Provided passage:
..............................

I breathe in the cold. The unusually brittle air of May fills me like helium and I begin to move. I hover down the path that leads me to the edge of the eagle pond. Later, I will be honored by the presence of sand hill cranes and scarlet tanagers, but now frogs in their early juncture create a motion in my ears that repeats like a song from my youth; a tune without memory of lyric. The taste on my tongue is dry and green and surprisingly unsavory, but like fine Bordeaux I want another sip. I bend down to touch the grasses by the pond, and they shudder with the morning cold and wind that wakes them.
You never know how cold you are going to find the trail when you greet it for the first time in May. Wind directions and the movement of the sun can surprise even the best and most experienced hiker. The cold of May has a surprising chill in central Minnesota. May cold is shared by all that live and pass through the refugee, whether they fly, crawl, stride on all fours. or wander in boots. It lies next to the baby eaglets, and gives you a common bond with the gold-winged warbler. May cold covers the bur oak and makes the garter snake slide quickly through the grass to its buried hole. May cold is the preliminary to the finals of spring, as it alerts you to your relationship with the goose or American crow. Surviving May cold is essential for the growth and journey of the wood tick, the mosquito, the bat, and the robin. Taken for granted by generations who were too busy running inside to warm-up by a fire, May cold is essential for life.

..............................

Dataset excerpt:
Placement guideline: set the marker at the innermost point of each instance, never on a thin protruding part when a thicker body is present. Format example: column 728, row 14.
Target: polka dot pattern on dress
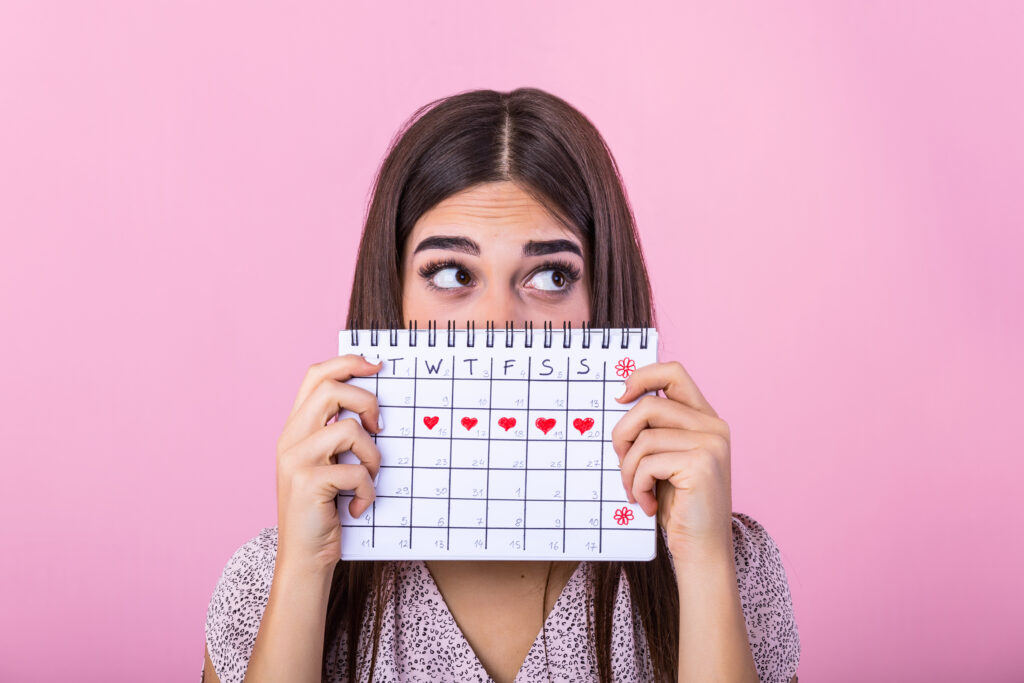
column 421, row 642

..............................

Given exercise 1: Name every creature that the essay on May cold says depends on surviving that cold for its growth and journey.
Given exercise 2: According to the essay on May cold, why can't you know in advance how cold the trail will be when you first hike it in May? Answer in one or two sentences.
Given exercise 3: Continue the essay on May cold from its last sentence.

Task result 1:
- The wood tick
- The mosquito
- The bat
- The robin

Task result 2: Wind directions and the movement of the sun can surprise even the best and most experienced hiker.

Task result 3:
You can’t experience life from your window by the fire. You can’t feel the bark of an aged tamarack by driving through the forest. You can’t hear the squawk of a blue jay with your headphones on. The only way to see how the tally sheet fills up is to strip off some comforts and walk in the cold. Move with the birds and borrow some space from them. When you give yourself those tiny assets before the rest of the world greets you for the day, you carry a little bit of the natural history of a place like the Sherburne Wildlife Refugee with you for the rest of your life.